TASK PROMPT - Output every record below exactly as it appears.

─── TASK MATERIAL ───

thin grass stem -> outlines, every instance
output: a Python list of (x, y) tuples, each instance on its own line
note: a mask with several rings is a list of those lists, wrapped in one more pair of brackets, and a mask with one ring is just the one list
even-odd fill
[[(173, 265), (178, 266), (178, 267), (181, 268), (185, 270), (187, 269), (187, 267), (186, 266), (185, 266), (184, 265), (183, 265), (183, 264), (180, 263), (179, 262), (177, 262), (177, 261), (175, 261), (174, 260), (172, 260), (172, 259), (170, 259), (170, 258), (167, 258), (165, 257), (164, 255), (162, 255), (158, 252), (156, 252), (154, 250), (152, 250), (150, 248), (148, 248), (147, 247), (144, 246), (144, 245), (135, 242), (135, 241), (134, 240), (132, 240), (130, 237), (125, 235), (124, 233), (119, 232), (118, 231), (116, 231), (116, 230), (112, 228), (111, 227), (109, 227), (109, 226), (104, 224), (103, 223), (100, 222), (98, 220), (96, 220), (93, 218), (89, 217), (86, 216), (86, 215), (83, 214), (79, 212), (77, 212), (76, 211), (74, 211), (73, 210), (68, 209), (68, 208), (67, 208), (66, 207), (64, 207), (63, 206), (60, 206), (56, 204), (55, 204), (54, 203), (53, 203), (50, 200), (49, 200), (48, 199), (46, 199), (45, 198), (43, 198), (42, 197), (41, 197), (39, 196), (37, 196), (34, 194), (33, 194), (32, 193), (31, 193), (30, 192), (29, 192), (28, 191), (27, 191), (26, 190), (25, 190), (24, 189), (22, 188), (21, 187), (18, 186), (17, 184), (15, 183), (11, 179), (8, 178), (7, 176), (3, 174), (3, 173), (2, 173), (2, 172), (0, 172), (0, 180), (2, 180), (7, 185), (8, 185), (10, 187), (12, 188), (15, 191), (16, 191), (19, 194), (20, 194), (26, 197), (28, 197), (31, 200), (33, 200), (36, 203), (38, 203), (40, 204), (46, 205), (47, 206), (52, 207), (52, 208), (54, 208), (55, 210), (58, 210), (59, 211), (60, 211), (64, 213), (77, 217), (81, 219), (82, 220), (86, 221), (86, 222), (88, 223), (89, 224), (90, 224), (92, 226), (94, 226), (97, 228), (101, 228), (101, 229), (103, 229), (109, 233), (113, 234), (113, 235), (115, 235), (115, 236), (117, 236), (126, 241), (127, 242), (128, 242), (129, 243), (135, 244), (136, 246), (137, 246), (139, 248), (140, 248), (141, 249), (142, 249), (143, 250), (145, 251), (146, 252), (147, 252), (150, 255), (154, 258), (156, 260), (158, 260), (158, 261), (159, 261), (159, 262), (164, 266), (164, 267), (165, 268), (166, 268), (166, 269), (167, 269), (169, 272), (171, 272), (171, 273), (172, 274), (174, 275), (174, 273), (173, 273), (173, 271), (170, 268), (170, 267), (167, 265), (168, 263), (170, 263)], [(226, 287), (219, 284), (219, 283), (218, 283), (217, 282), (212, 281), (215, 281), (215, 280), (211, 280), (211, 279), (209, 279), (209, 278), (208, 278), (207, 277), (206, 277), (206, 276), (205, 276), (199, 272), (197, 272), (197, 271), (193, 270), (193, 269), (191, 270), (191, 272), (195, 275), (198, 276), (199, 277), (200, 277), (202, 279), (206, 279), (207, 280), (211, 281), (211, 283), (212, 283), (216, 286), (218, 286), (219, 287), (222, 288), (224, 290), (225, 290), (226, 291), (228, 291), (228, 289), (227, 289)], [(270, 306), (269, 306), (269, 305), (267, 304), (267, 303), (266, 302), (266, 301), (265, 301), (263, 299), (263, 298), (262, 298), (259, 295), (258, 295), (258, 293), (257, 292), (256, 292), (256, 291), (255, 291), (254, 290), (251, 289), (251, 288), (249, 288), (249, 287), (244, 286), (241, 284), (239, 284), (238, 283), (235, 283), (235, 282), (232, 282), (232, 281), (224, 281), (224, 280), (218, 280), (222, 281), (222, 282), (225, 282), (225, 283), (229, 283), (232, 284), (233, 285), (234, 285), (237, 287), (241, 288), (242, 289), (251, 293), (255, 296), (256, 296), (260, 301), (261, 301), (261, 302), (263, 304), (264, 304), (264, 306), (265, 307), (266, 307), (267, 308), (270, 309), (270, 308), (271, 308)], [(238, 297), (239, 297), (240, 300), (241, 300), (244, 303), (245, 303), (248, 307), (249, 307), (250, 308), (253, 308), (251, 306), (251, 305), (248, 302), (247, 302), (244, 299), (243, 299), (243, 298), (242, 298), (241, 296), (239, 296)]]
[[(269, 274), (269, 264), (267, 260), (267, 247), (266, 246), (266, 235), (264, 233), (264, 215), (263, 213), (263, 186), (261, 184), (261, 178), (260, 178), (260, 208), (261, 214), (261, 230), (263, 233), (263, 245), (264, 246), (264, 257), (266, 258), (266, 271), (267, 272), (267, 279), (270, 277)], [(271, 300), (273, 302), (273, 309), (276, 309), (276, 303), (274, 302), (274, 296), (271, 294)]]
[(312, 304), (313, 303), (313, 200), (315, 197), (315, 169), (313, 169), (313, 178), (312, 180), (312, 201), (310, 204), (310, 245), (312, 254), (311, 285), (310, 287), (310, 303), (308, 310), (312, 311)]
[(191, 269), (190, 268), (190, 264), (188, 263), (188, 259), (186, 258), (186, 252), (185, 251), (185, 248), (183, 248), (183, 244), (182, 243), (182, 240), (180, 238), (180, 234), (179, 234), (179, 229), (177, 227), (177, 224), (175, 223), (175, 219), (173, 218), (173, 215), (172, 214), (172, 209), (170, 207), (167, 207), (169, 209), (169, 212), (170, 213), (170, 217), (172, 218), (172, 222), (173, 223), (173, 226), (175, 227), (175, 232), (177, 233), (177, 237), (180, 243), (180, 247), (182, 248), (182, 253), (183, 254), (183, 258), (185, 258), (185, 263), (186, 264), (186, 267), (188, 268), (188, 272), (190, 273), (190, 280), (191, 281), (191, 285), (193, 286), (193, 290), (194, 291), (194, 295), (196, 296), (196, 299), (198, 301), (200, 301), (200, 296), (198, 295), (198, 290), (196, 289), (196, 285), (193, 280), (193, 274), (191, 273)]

───

ANSWER TO THE EXERCISE -
thin grass stem -> outlines, every instance
output: a Python list of (x, y) tuples, each instance on its own line
note: a mask with several rings is a list of those lists, wrapped in one more pair of brackets, and a mask with one ring is just the one list
even-odd fill
[[(173, 265), (178, 266), (178, 267), (181, 268), (185, 270), (187, 269), (187, 267), (186, 266), (185, 266), (184, 265), (183, 265), (183, 264), (180, 263), (179, 262), (177, 262), (177, 261), (175, 261), (174, 260), (172, 260), (172, 259), (170, 259), (170, 258), (167, 258), (165, 257), (164, 255), (162, 255), (158, 252), (156, 252), (154, 250), (152, 250), (150, 248), (148, 248), (147, 247), (144, 246), (144, 245), (135, 242), (135, 241), (134, 240), (132, 240), (130, 237), (125, 235), (124, 233), (119, 232), (118, 231), (116, 231), (116, 230), (112, 228), (111, 227), (109, 227), (109, 226), (104, 224), (103, 223), (100, 222), (98, 220), (96, 220), (93, 218), (89, 217), (86, 216), (86, 215), (83, 214), (79, 212), (77, 212), (76, 211), (74, 211), (73, 210), (68, 209), (68, 208), (67, 208), (66, 207), (64, 207), (63, 206), (60, 206), (56, 204), (55, 204), (54, 203), (53, 203), (50, 200), (49, 200), (48, 199), (46, 199), (45, 198), (43, 198), (42, 197), (41, 197), (39, 196), (37, 196), (34, 194), (33, 194), (32, 193), (31, 193), (30, 192), (29, 192), (28, 191), (27, 191), (26, 190), (25, 190), (24, 189), (22, 188), (21, 187), (18, 186), (17, 184), (15, 183), (11, 179), (8, 178), (7, 176), (3, 174), (3, 173), (2, 173), (2, 172), (0, 172), (0, 180), (2, 180), (7, 185), (8, 185), (10, 187), (12, 188), (15, 191), (16, 191), (19, 194), (20, 194), (26, 197), (28, 197), (31, 200), (33, 200), (36, 203), (38, 203), (40, 204), (46, 205), (47, 206), (52, 207), (52, 208), (54, 208), (55, 210), (58, 210), (59, 211), (60, 211), (64, 213), (77, 217), (81, 219), (82, 220), (86, 221), (86, 222), (88, 223), (89, 224), (90, 224), (92, 226), (94, 226), (97, 228), (101, 228), (101, 229), (103, 229), (109, 233), (113, 234), (113, 235), (115, 235), (115, 236), (117, 236), (126, 241), (127, 242), (128, 242), (129, 243), (135, 244), (136, 246), (137, 246), (139, 248), (140, 248), (141, 249), (142, 249), (143, 250), (145, 251), (146, 252), (147, 252), (150, 255), (154, 258), (156, 260), (158, 260), (158, 261), (159, 261), (159, 262), (164, 266), (164, 267), (165, 268), (166, 268), (166, 269), (167, 269), (169, 272), (171, 272), (171, 273), (172, 274), (174, 275), (174, 273), (173, 273), (173, 271), (170, 268), (170, 267), (167, 265), (168, 263), (170, 263)], [(226, 287), (219, 284), (219, 283), (218, 283), (217, 282), (212, 281), (215, 281), (215, 280), (211, 280), (211, 279), (209, 279), (209, 278), (208, 278), (207, 277), (206, 277), (206, 276), (205, 276), (199, 272), (197, 272), (197, 271), (193, 270), (193, 269), (191, 270), (191, 272), (195, 275), (198, 276), (199, 277), (200, 277), (202, 279), (206, 279), (207, 280), (211, 281), (211, 283), (212, 283), (216, 286), (218, 286), (219, 287), (222, 288), (224, 290), (225, 290), (226, 291), (228, 291), (228, 289), (227, 289)], [(270, 306), (269, 306), (269, 305), (267, 304), (267, 303), (266, 302), (266, 301), (265, 301), (263, 299), (263, 298), (262, 298), (259, 295), (258, 295), (258, 293), (257, 292), (256, 292), (256, 291), (255, 291), (254, 290), (251, 289), (251, 288), (249, 288), (249, 287), (244, 286), (241, 284), (239, 284), (238, 283), (235, 283), (235, 282), (232, 282), (232, 281), (224, 281), (224, 280), (218, 280), (222, 281), (222, 282), (225, 282), (225, 283), (229, 283), (232, 284), (233, 285), (234, 285), (237, 287), (241, 288), (242, 289), (251, 293), (255, 296), (256, 296), (260, 301), (261, 301), (261, 302), (263, 304), (264, 304), (264, 306), (265, 307), (266, 307), (267, 308), (270, 309), (270, 308), (271, 308)], [(238, 297), (239, 297), (240, 300), (241, 300), (244, 303), (245, 303), (248, 307), (249, 307), (250, 308), (253, 308), (251, 306), (251, 305), (248, 302), (247, 302), (244, 299), (243, 299), (243, 298), (242, 298), (241, 296), (239, 296)]]
[[(269, 274), (269, 264), (267, 260), (267, 247), (266, 246), (266, 235), (264, 233), (264, 215), (263, 213), (263, 186), (261, 184), (261, 178), (260, 178), (260, 208), (261, 214), (261, 230), (263, 233), (263, 245), (264, 246), (264, 257), (266, 258), (266, 271), (267, 272), (267, 279), (270, 277)], [(271, 300), (273, 302), (273, 309), (276, 309), (276, 303), (274, 302), (274, 296), (271, 294)]]
[(312, 304), (313, 303), (313, 200), (315, 197), (315, 169), (313, 169), (313, 178), (312, 180), (312, 201), (310, 204), (310, 245), (312, 254), (311, 285), (310, 287), (310, 303), (308, 310), (312, 311)]
[(191, 269), (190, 268), (190, 264), (188, 263), (188, 259), (186, 258), (186, 252), (185, 251), (185, 248), (183, 248), (183, 244), (182, 243), (182, 240), (180, 238), (180, 234), (179, 234), (179, 229), (177, 227), (177, 224), (175, 223), (175, 219), (173, 218), (173, 215), (172, 214), (172, 209), (170, 207), (167, 207), (169, 209), (169, 212), (170, 213), (170, 217), (172, 218), (172, 222), (173, 223), (173, 226), (175, 227), (175, 232), (177, 233), (177, 237), (180, 243), (180, 247), (182, 248), (182, 253), (183, 254), (183, 258), (185, 258), (185, 263), (186, 264), (186, 267), (188, 268), (188, 272), (190, 273), (190, 280), (191, 281), (191, 285), (193, 286), (193, 290), (194, 291), (194, 295), (196, 296), (196, 299), (198, 301), (200, 301), (200, 296), (198, 295), (198, 290), (196, 289), (196, 285), (193, 280), (193, 274), (191, 273)]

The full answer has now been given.